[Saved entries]
______

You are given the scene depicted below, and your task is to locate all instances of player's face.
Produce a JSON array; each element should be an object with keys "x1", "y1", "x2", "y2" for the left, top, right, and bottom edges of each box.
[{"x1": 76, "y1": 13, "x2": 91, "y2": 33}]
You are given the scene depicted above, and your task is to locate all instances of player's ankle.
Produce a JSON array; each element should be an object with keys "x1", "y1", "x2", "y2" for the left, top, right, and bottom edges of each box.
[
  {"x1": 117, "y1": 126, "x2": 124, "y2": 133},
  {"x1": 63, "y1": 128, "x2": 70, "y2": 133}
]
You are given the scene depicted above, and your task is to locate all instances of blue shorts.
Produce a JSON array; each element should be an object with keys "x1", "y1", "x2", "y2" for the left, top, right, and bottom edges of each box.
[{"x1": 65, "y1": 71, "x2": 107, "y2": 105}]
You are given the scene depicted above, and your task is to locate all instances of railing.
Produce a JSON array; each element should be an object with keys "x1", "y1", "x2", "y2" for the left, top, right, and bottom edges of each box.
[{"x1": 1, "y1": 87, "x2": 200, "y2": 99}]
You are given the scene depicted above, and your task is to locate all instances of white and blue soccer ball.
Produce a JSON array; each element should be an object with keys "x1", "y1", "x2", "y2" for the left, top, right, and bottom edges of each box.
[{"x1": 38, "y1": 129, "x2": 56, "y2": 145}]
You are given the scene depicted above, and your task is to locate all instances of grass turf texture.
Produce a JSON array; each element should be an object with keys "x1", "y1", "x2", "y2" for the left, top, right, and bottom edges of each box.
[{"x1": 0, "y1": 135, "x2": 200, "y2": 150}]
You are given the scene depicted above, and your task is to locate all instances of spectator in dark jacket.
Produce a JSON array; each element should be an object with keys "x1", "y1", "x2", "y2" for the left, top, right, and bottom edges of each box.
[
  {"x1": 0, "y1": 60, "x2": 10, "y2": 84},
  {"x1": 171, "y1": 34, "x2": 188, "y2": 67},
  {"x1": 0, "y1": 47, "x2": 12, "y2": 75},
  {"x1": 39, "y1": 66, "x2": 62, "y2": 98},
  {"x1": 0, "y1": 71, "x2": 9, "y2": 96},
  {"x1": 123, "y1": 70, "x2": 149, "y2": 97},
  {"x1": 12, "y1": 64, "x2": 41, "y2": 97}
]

______

Activity ▸ Set down the records again verbatim, so that each word stays as it is.

Result for this exercise ▸
You are given the scene depicted below, and your task is to locate all instances of player's face.
Produce a JSON array; each element should be an object with keys "x1", "y1", "x2", "y2" for the left, top, right, and bottom edges of each box.
[{"x1": 76, "y1": 13, "x2": 91, "y2": 33}]
You are given the scene depicted above, and your task is to locate all instances of player's ankle.
Produce a JSON array; each element should be an object with keys "x1", "y1", "x2", "y2" for the left, top, right, and bottom edges of each box.
[
  {"x1": 117, "y1": 126, "x2": 124, "y2": 133},
  {"x1": 63, "y1": 128, "x2": 70, "y2": 133}
]
You are given the scene depicted above, and your task is to locate all instances of blue shorts.
Produce a JSON array; each element should be an object with keys "x1", "y1", "x2", "y2" for the left, top, right, and bottom edges of each box.
[{"x1": 65, "y1": 71, "x2": 107, "y2": 105}]
You are given the scene depicted above, and your task is to locate all instances of railing.
Produce a JSON array; each element should be an object with keys "x1", "y1", "x2", "y2" for the left, top, right, and bottom edges of each box.
[{"x1": 1, "y1": 87, "x2": 200, "y2": 99}]
You are given the scene depicted above, and your task is to locate all instances of white and blue soccer ball.
Produce a JSON array; each element should be an object with keys "x1", "y1", "x2", "y2" for the left, top, right, and bottom edges of each box.
[{"x1": 38, "y1": 129, "x2": 56, "y2": 145}]
You are given the scene depicted above, and your task is to locate all instances of grass turf texture.
Produce a JSON array; each element should be an object with keys "x1", "y1", "x2", "y2" for the left, top, right, and bottom edges of each box.
[{"x1": 0, "y1": 135, "x2": 200, "y2": 150}]
You are given the scene depicted above, and your task is to locate all instances of spectator in dark jacket.
Produce a JSON array; each element should be an object with keys "x1", "y1", "x2", "y2" for the left, top, right, and bottom edges of each box.
[
  {"x1": 0, "y1": 60, "x2": 10, "y2": 84},
  {"x1": 171, "y1": 34, "x2": 188, "y2": 67},
  {"x1": 0, "y1": 47, "x2": 12, "y2": 75},
  {"x1": 39, "y1": 66, "x2": 62, "y2": 98},
  {"x1": 0, "y1": 71, "x2": 9, "y2": 96},
  {"x1": 123, "y1": 70, "x2": 149, "y2": 97},
  {"x1": 12, "y1": 64, "x2": 41, "y2": 97}
]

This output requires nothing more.